> AIM OF THE TASK: Please carry the piece on creating conducive environments for embodied mindfulness practice further, picking up right after its final sentence.

*** DOCUMENT TEXT

When Mindfulness is Not Mindful:
Creating Conducive Environments for Embodied Practice
When we create affectionate, appreciative, accepting, attuned relational environments, we don’t need to reject anything. This inclusive tone teaches us how to Allow the elements of our direct and present experience to be our guide, rather than defending against a perceived weakness. Turning toward these elements of emotions, sensations, images, thoughts, spirit, (consciousness, energy), as our indicators, to be assessed, determining what needs healing, and what links us beyond our personal suffering, can then steer us to the information we need for our well-being. Without knowing the potential benefit of including difficult emotion, in protection, we push away and ignore. It is this Avoidance which is at the heart of our dis-ease, keeping us fragmented, at odds with ourselves, weakened without the vitality these orphaned parts contain. Without an ability to reflect, from an inclusive quality of Awareness, we fall prey to a misinterpretation of the cues from our pain, and turn away in protective reaction. It is our perception which interprets good or bad, pleasure or pain, approach or avoid, directing our relationship to what is occurring internally and externally. We get to go beyond our immediate perceptions, born of past experiences, or our reflexive ‘default’ biology of negative brain biases, and actively engage in the study of our own minds. This contemplation can allow us to direct our Attention toward inclusion, thereby linking the elemental parts of a present internal experience, which we might otherwise push away, leading us to our integration and wholeness. For our well-being we need to reconnect to our full knowing, which can only be found through the totality of all our portals for this knowing, determined by our relational quality in and between body, mind, brain, heart, and spirit, of Self and Other.

******
*** PROVIDED INFORMATION

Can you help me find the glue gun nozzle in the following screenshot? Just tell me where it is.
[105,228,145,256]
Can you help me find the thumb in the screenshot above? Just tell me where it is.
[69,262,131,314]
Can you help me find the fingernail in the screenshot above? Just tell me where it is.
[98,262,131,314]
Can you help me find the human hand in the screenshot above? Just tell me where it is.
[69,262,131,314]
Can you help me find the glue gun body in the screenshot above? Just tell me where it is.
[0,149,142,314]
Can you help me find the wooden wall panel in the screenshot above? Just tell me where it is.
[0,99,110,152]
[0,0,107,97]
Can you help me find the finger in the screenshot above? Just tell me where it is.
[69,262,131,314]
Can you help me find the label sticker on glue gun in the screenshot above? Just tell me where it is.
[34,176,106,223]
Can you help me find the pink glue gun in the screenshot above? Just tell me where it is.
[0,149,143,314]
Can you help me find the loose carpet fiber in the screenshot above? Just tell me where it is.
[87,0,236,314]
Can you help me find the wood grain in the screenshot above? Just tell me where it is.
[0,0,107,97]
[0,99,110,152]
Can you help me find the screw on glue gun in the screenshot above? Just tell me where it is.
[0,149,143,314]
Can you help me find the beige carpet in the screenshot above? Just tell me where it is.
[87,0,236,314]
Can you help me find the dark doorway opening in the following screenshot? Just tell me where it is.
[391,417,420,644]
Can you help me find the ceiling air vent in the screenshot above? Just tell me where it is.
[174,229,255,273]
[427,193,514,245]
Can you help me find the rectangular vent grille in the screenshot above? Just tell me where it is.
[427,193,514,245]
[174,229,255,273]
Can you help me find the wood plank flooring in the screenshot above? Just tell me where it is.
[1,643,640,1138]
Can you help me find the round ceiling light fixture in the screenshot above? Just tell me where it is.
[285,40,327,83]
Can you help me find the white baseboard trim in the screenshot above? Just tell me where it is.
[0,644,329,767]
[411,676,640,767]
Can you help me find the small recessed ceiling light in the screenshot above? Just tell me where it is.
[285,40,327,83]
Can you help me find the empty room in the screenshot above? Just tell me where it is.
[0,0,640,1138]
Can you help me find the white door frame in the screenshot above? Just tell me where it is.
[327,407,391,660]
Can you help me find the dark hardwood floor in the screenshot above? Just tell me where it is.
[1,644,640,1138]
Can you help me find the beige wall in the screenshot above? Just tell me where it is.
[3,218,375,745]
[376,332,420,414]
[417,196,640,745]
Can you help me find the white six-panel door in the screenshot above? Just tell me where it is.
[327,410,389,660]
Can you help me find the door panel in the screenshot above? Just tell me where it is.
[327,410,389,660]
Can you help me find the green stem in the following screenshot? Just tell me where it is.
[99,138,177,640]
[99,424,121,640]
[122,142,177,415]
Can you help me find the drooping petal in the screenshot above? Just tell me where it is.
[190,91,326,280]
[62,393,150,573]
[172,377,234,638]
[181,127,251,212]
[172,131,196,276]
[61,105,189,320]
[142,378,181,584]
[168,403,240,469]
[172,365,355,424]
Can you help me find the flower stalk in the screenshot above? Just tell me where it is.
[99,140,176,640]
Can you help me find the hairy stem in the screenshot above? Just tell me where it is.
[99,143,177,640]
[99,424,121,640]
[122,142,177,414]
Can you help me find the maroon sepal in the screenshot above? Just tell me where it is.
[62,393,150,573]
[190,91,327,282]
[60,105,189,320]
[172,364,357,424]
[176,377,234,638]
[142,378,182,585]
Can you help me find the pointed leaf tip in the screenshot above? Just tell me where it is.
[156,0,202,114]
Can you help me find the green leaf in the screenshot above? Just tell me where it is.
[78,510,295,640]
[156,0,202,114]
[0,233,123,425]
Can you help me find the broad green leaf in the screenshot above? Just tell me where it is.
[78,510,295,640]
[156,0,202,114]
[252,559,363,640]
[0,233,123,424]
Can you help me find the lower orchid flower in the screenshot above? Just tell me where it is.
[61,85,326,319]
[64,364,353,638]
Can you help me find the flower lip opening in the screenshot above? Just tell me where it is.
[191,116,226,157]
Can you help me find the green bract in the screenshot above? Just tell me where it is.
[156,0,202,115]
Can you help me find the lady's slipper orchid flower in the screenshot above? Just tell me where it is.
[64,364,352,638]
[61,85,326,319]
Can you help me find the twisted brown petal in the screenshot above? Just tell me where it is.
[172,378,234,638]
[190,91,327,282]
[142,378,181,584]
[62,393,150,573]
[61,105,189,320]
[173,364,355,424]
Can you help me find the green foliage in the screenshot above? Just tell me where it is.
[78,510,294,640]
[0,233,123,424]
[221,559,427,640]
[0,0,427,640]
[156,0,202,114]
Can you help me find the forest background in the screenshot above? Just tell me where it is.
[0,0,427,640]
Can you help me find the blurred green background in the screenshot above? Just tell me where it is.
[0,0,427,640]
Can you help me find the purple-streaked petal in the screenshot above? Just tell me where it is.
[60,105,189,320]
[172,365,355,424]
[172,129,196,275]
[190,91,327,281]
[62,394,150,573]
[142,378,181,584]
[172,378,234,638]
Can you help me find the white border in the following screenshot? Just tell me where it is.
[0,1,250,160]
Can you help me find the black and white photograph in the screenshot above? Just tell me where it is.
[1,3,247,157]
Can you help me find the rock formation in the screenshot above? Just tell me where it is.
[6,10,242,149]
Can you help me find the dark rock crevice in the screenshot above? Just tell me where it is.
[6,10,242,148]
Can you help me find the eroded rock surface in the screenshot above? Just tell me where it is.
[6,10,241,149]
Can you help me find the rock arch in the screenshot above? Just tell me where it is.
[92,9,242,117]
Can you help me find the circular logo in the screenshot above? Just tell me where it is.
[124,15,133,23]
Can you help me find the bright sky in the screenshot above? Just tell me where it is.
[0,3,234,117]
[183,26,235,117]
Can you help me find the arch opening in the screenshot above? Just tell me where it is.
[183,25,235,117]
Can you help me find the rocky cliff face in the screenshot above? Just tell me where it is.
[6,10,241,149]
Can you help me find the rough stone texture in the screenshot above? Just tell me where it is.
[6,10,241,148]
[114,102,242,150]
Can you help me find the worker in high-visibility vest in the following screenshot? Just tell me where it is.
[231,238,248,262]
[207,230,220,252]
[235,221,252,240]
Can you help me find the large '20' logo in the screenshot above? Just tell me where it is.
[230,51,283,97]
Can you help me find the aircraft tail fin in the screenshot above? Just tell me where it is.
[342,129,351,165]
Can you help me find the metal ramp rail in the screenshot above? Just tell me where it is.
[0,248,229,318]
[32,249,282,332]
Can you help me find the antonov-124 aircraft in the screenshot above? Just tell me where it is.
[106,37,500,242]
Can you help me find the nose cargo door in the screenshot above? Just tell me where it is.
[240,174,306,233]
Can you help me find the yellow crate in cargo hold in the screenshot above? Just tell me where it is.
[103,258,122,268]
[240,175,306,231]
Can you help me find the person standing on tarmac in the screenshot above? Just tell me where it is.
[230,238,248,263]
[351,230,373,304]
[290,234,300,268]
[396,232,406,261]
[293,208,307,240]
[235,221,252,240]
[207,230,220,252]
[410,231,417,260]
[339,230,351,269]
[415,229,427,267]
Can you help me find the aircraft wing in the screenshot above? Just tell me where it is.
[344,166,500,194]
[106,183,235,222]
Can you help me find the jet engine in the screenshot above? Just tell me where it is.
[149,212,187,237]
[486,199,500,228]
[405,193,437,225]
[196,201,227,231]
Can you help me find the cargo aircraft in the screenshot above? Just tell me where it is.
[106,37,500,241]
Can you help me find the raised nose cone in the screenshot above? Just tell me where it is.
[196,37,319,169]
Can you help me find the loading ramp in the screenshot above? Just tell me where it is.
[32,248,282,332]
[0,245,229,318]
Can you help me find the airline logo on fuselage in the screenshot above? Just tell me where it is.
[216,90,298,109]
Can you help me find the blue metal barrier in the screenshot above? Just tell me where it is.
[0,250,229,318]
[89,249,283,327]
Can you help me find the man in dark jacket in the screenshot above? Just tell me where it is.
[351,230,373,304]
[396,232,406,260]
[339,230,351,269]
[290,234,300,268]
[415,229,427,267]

******

> EXERCISE OUTPUT:
Mindfulness can create this quality of relationship, within ourselves and between others, which opens the door to Turning Pain into Possibility™. Like a good parent, it holds us, regardless of the content of our minds, in a kind awareness, pointing us toward an inherent wellness. But Mindfulness is also a fierce teacher, asking us to look and relate to the full breadth and depth of our humanity, not to bypass in search of higher realms. We may confuse recent understanding in our power to cultivate what is good in us to be in conflict with directly experiencing our pain, as if happiness and pain are mutually exclusive. The push for the positive as a cover, leads to our rejection, cutting off parts of our human experience, which are deeply in need of our attention in order to cull their intrinsic generative capacity for authentic connection to Self and Other. Learning to approach our lives, as they are, as we are, requires feeling the sensation of our emotions, dropping us into a heartful embodied relational state. This is a kindness of heart which is a sorely needed antidote to our fast paced aggressive world which pits us against each other, competing for survival of our perceived separate selves. Choosing to cultivate this attentional kindness, and all the more positive, relational qualities of mind and heart, can feel like swimming upstream when the environment we find ourselves in flows toward negativity. There has been plenty said about this default negativity bias of the brain and its original intelligence toward survival, but it is imperative, for our health and well-being, and that of our society and planet, that we exercise our larger capacity for consciousness, which lifts us out of this reflexive biology, and can direct us toward our original default, which is of Love and interconnectedness, not merely a sentimental philosophical view, but our basic neurobiology, only requiring our repeated focal attention to bring it into full fruition.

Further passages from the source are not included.